## Text for analysis
════════

## 0. Installation and Setup

In [None]:
# hide output
%%capture output

! pip install pdfplumber
! pip install chromadb
! pip install grpcio==1.58.0
! pip install milvus
! pip install pymilvus
! pip install sentence-transformers
! pip install langchain
! pip install pypdf
! pip install faiss-gpu

## 1. Load Data
In Langchiain, we use document_loaders to load our data. We can simply import langchain.document_loaders and specify the data type.
1. folder: DirectoryLoader
2. Azure: AzureBlobStorageContainerLoader
3. CSV file: CSVLoader
4. Google Drive: GoogleDriveLoader
5. Website: UnstructuredHTMLLoader
6. PDF: PyPDFLoader
7. Youtube: YoutubeLoader

For more data loader refer to the following link:
https://python.langchain.com/docs/modules/data_connection/document_loaders.html

In [None]:
import os
from google.colab import drive
# Access drive
drive.mount('/content/drive')

════════

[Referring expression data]
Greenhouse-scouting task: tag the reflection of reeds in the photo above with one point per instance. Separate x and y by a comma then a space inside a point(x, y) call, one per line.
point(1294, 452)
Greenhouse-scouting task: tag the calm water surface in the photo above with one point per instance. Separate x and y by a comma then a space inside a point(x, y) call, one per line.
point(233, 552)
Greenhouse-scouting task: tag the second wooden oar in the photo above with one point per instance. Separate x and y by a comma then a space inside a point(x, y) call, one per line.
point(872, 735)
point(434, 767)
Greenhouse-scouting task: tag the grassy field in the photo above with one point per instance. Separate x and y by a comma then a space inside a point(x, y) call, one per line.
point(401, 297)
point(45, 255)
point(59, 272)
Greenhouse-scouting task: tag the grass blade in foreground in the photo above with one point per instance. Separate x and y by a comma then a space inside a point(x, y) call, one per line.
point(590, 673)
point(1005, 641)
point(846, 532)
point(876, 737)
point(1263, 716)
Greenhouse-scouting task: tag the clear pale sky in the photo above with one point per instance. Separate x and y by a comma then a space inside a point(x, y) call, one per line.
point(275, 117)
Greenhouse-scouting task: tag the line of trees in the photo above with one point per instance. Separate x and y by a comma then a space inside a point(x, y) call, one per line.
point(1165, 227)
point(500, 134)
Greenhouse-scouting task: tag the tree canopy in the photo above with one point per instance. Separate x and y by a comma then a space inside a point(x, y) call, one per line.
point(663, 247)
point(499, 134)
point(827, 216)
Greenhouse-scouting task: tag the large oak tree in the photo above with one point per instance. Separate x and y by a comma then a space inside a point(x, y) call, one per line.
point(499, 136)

════════

## Explore the material
- 1) Answer these questions about the LangChain notebook text:
(a) Which version of grpcio does the installation section pin?
(b) Which loader is listed for a CSV file?
(c) From which package is drive imported before the drive is mounted?
- 2) Resume the LangChain notebook text, picking up right after its final line of code.

## Answers for the tasks
- 1)
(a) 1.58.0
(b) CSVLoader
(c) google.colab

- 2)
path = '/content/drive/MyDrive/Capstone/'


# companies
companies = os.listdir(os.path.join(path, 'Company Reports'))
for i, comp in enumerate(companies):
    print(i, ": ", comp)


# get reports
def get_reports(comp, year:int, rep_type:int = 1):
    """
    comp:       string or index
    year:       specific year or # recent year, 0 for all
    rep_type:   report type, 1 for annual report, 2 for sustainability report, 0 for both
    ret:        list of report pathes
    """
    if type(comp) == str:
        if comp not in companies:
            print("Error: ", comp, " does not exist")
            return
    elif type(comp) == int:
        if comp not in range(len(companies)):
            print("Error: invalid index")
            return
        comp = companies[comp]
    else:
        print("Error: invalid company")
        return

    file_path = os.path.join(path, 'Company Reports', comp)
    files = os.listdir(file_path)
    files.sort(reverse=True)

    years = range(2013,2023)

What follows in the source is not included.